*Problem description:* Repeat the lines below without any change, from the line with "For sports analytics purposes, locate the man in white" to the line with "[326,431,375,461]", including both.

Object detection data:
══════

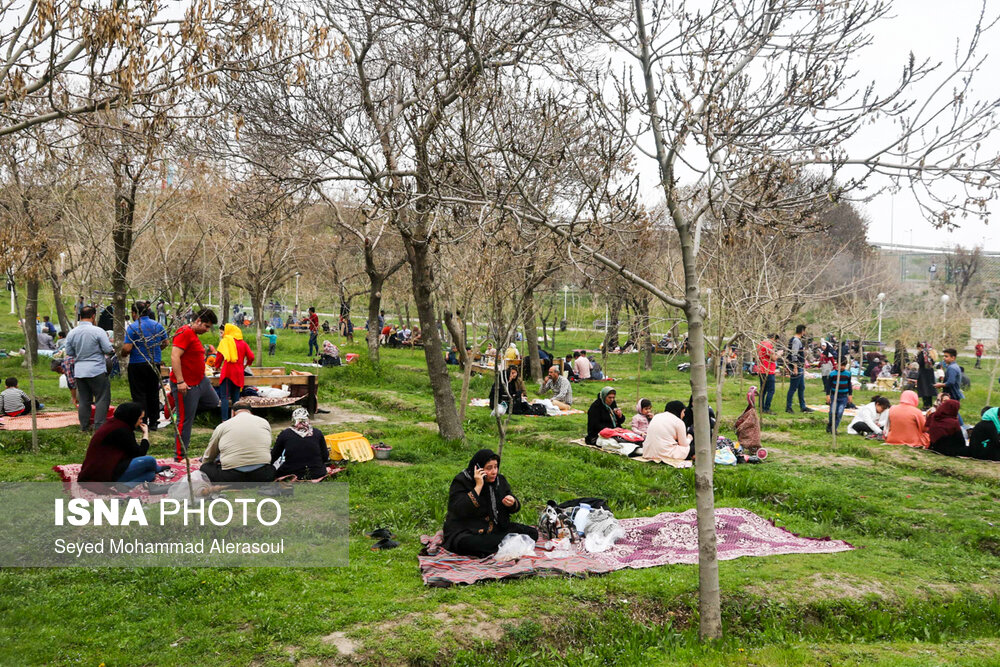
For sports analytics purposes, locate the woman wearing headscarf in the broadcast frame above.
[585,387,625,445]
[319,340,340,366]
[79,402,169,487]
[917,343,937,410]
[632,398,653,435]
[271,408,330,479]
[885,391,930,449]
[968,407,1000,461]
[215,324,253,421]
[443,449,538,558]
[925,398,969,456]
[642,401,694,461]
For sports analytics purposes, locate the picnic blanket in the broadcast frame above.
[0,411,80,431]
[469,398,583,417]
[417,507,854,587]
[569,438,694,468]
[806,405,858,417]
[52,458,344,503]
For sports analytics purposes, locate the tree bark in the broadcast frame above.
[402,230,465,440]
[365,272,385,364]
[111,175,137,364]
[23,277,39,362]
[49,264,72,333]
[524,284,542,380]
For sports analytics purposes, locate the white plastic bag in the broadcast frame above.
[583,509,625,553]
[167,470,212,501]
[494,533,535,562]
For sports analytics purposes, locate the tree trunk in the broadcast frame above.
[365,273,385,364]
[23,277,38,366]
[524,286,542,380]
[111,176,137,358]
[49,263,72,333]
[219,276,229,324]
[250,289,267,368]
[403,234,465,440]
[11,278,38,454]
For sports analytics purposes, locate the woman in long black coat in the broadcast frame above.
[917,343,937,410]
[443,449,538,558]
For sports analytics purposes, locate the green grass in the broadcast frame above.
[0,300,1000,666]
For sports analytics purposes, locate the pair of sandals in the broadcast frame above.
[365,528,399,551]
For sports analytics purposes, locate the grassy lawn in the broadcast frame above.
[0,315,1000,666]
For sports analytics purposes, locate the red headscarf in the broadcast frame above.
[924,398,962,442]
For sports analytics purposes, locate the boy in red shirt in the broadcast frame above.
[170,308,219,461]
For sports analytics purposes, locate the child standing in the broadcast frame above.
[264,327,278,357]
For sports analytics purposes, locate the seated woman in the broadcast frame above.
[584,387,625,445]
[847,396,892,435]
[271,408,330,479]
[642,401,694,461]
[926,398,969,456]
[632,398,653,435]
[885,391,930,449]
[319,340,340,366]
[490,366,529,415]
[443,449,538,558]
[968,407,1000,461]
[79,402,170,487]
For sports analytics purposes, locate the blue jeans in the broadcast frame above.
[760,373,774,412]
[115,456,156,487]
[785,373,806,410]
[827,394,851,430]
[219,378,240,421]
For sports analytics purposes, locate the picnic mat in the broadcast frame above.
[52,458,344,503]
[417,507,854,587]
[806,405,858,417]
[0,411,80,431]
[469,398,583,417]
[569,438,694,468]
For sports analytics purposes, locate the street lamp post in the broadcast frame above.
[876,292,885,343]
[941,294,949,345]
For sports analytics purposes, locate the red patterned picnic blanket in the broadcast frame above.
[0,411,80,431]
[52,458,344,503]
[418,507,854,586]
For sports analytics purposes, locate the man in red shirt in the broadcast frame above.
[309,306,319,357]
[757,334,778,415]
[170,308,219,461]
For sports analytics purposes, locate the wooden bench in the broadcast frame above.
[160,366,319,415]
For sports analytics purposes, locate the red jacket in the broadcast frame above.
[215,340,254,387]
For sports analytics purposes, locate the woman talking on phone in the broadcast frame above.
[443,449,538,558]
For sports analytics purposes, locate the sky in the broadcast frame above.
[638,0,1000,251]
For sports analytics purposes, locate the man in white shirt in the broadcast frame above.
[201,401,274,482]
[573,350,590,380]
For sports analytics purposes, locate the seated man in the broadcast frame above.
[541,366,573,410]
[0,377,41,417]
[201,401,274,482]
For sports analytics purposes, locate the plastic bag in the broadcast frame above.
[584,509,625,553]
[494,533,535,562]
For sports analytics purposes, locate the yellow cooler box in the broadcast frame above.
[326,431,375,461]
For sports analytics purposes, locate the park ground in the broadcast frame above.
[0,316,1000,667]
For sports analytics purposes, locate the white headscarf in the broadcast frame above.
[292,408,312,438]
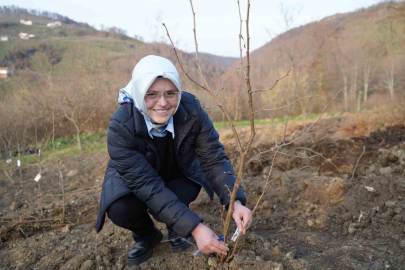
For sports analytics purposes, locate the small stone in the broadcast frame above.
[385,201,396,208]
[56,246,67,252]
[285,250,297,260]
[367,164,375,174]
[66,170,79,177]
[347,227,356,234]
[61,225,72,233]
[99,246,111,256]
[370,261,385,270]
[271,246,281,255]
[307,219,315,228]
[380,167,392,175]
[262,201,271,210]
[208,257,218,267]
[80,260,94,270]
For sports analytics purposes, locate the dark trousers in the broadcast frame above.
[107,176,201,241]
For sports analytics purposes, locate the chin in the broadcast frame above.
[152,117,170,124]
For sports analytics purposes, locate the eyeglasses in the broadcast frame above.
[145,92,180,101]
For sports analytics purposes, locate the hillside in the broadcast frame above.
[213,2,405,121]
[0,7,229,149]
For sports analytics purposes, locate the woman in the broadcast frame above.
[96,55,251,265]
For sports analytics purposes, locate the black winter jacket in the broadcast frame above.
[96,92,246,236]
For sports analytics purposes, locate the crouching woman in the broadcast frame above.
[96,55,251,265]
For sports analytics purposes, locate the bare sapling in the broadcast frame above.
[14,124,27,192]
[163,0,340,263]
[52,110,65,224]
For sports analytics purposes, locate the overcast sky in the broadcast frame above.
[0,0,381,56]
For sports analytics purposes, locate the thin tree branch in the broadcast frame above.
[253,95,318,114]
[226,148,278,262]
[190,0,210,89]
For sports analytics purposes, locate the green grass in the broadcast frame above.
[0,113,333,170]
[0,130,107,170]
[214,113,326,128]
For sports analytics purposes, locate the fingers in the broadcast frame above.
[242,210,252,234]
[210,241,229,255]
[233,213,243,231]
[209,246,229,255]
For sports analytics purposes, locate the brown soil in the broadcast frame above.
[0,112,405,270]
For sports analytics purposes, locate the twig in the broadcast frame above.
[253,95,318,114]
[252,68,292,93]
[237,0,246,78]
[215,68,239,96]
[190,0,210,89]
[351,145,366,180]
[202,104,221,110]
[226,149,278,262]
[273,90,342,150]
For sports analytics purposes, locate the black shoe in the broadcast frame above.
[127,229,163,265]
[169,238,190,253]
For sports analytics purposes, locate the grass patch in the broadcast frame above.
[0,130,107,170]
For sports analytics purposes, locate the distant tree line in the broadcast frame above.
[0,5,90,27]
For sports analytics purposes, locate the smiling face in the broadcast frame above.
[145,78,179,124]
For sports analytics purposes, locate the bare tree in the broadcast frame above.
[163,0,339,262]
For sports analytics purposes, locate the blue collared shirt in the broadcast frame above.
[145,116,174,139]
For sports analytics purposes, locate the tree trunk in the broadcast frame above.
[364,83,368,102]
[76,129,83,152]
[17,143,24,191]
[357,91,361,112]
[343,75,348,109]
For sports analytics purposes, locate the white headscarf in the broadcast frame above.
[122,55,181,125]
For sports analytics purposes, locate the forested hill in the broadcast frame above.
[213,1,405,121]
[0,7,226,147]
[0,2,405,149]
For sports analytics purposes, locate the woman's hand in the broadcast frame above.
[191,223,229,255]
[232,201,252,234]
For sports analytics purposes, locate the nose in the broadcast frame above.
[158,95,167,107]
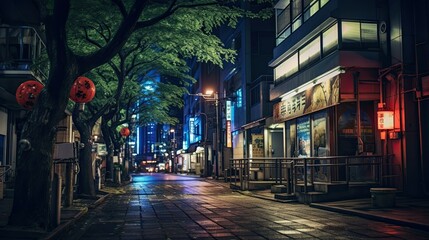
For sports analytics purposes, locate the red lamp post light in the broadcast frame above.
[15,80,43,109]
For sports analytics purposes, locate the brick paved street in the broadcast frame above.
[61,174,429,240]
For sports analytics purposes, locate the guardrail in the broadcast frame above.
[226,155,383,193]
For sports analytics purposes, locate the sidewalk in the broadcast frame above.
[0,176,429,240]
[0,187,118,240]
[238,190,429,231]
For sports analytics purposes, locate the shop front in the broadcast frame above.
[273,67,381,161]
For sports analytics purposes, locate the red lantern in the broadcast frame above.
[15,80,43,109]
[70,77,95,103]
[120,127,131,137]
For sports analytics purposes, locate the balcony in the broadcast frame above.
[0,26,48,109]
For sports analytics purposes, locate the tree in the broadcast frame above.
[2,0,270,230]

══════

*Result:*
For sports analytics purposes, locate the man in white shirt in the broadcast frame above.
[201,401,274,482]
[573,350,590,380]
For sports analytics purposes, locate the seated man in the broadcast frame above.
[541,366,573,410]
[0,377,41,417]
[201,401,274,482]
For sports analytics purposes, locate the plastic bag in the broadcast frame above.
[584,509,625,553]
[494,533,535,562]
For sports analytics purposes, locate the yellow cooler box in the broadcast frame above.
[326,431,375,461]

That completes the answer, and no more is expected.